_WRITTEN PROBLEM_
Reproduce every entry below with "each instance" swapped for "every instance" wherever it occurs. Keep everything else the same.

┌────────

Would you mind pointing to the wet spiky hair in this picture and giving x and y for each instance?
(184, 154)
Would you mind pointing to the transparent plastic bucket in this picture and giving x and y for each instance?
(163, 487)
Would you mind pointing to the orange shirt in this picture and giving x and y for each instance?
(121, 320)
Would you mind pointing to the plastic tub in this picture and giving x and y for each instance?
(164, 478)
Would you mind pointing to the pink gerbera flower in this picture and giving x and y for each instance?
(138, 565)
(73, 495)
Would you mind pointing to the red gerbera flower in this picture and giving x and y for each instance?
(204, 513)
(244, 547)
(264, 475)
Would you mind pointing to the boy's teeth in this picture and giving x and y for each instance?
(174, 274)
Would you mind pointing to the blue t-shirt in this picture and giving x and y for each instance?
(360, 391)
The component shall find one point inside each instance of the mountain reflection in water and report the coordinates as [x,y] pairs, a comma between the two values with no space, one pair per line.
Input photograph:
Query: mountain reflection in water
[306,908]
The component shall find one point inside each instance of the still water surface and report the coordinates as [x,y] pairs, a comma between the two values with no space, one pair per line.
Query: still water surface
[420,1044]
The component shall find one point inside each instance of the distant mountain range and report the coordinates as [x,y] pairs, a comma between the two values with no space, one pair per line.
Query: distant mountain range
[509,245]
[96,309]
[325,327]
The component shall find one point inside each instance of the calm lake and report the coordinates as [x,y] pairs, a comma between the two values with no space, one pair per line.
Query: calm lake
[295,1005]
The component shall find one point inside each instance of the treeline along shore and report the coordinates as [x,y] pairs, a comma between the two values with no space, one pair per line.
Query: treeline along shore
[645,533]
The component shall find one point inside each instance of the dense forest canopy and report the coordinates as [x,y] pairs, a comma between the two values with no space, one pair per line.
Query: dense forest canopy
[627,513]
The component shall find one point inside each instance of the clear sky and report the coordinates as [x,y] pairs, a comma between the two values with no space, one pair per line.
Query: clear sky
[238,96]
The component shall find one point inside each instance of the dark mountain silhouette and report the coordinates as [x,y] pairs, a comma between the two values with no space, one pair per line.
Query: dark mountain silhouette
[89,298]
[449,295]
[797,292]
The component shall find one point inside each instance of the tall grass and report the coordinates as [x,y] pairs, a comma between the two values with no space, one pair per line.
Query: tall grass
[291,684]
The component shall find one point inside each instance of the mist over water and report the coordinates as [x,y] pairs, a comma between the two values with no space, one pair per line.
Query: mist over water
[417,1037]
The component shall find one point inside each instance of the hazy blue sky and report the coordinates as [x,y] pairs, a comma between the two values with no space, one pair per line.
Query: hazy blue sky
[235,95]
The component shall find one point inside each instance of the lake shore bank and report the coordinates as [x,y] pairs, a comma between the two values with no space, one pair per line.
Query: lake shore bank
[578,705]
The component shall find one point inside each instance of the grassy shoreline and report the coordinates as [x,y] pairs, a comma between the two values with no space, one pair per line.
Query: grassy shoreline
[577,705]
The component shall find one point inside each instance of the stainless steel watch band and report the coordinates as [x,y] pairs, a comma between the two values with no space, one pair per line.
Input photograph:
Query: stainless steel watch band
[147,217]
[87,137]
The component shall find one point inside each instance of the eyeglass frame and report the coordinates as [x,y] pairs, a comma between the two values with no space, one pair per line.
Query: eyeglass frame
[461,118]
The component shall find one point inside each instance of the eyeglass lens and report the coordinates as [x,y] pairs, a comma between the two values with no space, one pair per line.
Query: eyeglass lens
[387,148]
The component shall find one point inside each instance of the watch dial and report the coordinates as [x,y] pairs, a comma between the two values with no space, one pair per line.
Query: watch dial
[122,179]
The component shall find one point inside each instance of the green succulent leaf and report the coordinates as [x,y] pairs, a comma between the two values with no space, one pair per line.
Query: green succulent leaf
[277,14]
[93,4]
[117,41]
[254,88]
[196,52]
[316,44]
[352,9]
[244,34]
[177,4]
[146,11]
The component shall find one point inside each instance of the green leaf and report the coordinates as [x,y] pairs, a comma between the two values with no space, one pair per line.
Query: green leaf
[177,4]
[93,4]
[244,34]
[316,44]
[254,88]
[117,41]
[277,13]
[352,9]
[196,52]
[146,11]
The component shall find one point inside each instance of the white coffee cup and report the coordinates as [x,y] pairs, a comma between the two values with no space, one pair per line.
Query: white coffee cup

└────────

_ANSWER_
Would you mind pointing to the wet spiky hair in this picture and giving x and y for every instance?
(184, 154)
Would you mind pointing to the transparent plastic bucket in this picture and giving x and y for every instance?
(163, 487)
Would you mind pointing to the orange shirt in this picture and giving x and y for every instance?
(121, 320)
Would you mind pointing to the plastic tub in this picture and giving x and y for every instance?
(164, 478)
Would you mind pointing to the pink gerbera flower in this picture and giving x and y for every instance?
(138, 565)
(73, 495)
Would you mind pointing to the red gerbera flower in this picture and giving x and y for every instance?
(204, 513)
(244, 547)
(264, 475)
Would you mind pointing to the boy's teeth in this picture and giving x and y for every instance?
(174, 274)
Would you mind pointing to the blue t-shirt in this picture and giving x and y for every instance?
(360, 391)
The component shall find one point inside every instance of the mountain reflection in water and report the coordinates as [x,y] pairs, a comma between the two values with no space, one pair per line.
Input photograph:
Query: mountain reflection in water
[306,908]
The component shall find one point inside every instance of the still water surface and report the coordinates as [x,y] pairs, a comma between the two values with no space, one pair per line.
Query: still water surface
[420,1044]
The component shall find one point inside every instance of the distant mountain range and report the coordinates as [x,y] pairs, a comma between the two values with no space, one pair per line.
Query: distant mountain range
[509,245]
[96,309]
[325,327]
The component shall find one point inside every instance of the calm lake and report the coordinates as [x,y] pairs, a comma between the two values with no space, one pair per line.
Query: calm lake
[295,1005]
The component shall find one point inside every instance of the treeline along shore and report the coordinates as [x,y] pairs, a comma between the two values with no space, one pair per line.
Query: treeline along shore
[645,533]
The component shall find one point inside every instance of the dense forest canopy and report the coordinates as [x,y] pairs, a comma between the two values with no space, one pair per line.
Query: dense forest canopy
[627,513]
The component shall find one point inside every instance of the clear sky and report the coordinates as [x,y] pairs, a comma between the two values with no space, one pair per line.
Query: clear sky
[238,96]
The component shall find one point inside every instance of the dark mountain silhouette and report the coordinates as [x,y] pairs, a comma between the two values with no space, one pair per line.
Query: dark mountain silhouette
[89,298]
[449,295]
[797,292]
The component shall find one point inside every instance of the tall grass and report the coordinates as [x,y] pairs, a comma between the two values with no space, one pair per line.
Query: tall grass
[291,684]
The component shall find one point inside every instance of the mist over water and report the coordinates as [x,y] pairs, a comma between the two values with no space, one pair per line.
Query: mist over water
[417,1037]
The component shall find one point inside every instance of the hazy blue sky and report the coordinates as [x,y] pairs, a comma between the two values with no space, one pair per line.
Query: hazy blue sky
[235,95]
The component shall find one point inside every instance of the lake shore bank and report the coordinates as [x,y] pairs, a comma between the two values with no space, one pair per line.
Query: lake shore bank
[578,705]
The component shall find one point inside every instance of the grassy shoreline and report the coordinates as [x,y] pairs, a comma between the two values with no space, one pair per line.
Query: grassy shoreline
[577,705]
The component shall find one point inside every instance of the stainless steel watch band and report the coordinates as [x,y] pairs, a comma between the two values with no space, one pair per line.
Input photograph:
Query: stainless steel watch band
[147,217]
[87,137]
The component shall find one point inside every instance of the eyeglass frame and report the coordinates as [x,y] pairs, a comma between the two values with no space, one pair per line.
Query: eyeglass frame
[461,118]
The component shall find one point inside every instance of the eyeglass lens and report the coordinates as [x,y] pairs, a comma between the two values with no space, one pair per line.
Query: eyeglass lens
[387,148]
The component shall find one point inside every instance of the watch dial and report the coordinates as [x,y] pairs, a comma between the two values with no space, one pair per line.
Query: watch dial
[122,179]
The component shall find one point inside every instance of the green succulent leaf and report the coordinates as [x,y] pairs, a comma between the two values with no space, one pair per line.
Query: green succulent leaf
[277,14]
[93,4]
[117,41]
[254,88]
[196,52]
[316,44]
[352,9]
[244,34]
[177,4]
[146,11]
The component shall find one point inside every instance of the green leaf and report the coordinates as [x,y] pairs, a comma between the two values with no space, one pair per line.
Query: green leaf
[177,4]
[93,4]
[244,34]
[316,44]
[254,88]
[117,41]
[277,13]
[352,9]
[196,52]
[146,11]
The component shall find one point inside every instance of the white coffee cup and report the coordinates as [x,y] pairs, a comma between the two values with no space, one pair per line.
Query: white coffee cup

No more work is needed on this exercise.